◆ Activity:
In the listing below, locate the lines that hold "shape" and copy them.

^^^^^^^^^^^^^^^^

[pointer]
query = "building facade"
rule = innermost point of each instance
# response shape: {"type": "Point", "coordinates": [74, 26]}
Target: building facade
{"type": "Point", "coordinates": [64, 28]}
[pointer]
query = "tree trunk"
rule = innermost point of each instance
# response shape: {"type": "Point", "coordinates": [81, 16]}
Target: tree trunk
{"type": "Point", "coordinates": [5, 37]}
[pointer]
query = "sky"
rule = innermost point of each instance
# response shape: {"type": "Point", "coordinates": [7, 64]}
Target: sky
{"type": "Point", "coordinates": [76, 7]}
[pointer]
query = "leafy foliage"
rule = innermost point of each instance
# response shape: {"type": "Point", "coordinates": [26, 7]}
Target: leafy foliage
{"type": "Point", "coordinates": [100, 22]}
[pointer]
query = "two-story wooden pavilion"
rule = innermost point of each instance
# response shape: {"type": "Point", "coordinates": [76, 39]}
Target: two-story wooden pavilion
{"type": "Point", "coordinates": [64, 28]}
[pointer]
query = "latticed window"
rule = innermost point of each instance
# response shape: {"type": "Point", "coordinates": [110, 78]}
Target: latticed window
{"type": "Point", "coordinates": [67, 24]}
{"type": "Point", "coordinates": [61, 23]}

^^^^^^^^^^^^^^^^

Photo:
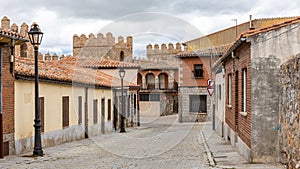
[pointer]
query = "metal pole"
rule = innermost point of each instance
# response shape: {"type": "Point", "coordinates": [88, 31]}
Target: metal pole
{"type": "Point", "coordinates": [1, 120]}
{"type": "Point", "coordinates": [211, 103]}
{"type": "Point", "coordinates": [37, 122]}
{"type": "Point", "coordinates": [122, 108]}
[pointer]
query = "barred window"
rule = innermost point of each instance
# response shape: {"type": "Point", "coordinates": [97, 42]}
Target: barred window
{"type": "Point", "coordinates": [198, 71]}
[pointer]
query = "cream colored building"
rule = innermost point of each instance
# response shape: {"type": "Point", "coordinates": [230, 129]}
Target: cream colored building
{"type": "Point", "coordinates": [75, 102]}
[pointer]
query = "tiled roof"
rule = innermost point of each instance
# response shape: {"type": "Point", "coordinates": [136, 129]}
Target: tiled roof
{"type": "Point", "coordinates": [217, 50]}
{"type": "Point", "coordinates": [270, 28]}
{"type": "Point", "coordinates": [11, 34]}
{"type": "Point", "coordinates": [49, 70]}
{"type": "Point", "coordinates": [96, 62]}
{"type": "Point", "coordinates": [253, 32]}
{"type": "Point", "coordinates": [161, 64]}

^^^^^^^^^^^^^^^^

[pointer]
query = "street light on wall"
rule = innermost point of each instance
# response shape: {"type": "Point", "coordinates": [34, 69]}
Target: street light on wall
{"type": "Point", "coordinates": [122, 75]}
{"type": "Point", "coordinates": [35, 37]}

^^^^^^^^^^^^^^^^

◆ Answer to the problem:
# response shape: {"type": "Point", "coordinates": [74, 26]}
# response shape: {"type": "Point", "coordinates": [81, 16]}
# response shape: {"type": "Point", "coordinates": [7, 64]}
# response shape: {"type": "Point", "coordinates": [26, 7]}
# response shape: {"type": "Point", "coordinates": [76, 39]}
# response shape: {"type": "Point", "coordinates": [110, 78]}
# response shape: {"type": "Point", "coordinates": [88, 31]}
# response shape: {"type": "Point", "coordinates": [97, 42]}
# response shape: {"type": "Point", "coordinates": [230, 129]}
# response shape: {"type": "Point", "coordinates": [136, 129]}
# response shape: {"type": "Point", "coordinates": [34, 69]}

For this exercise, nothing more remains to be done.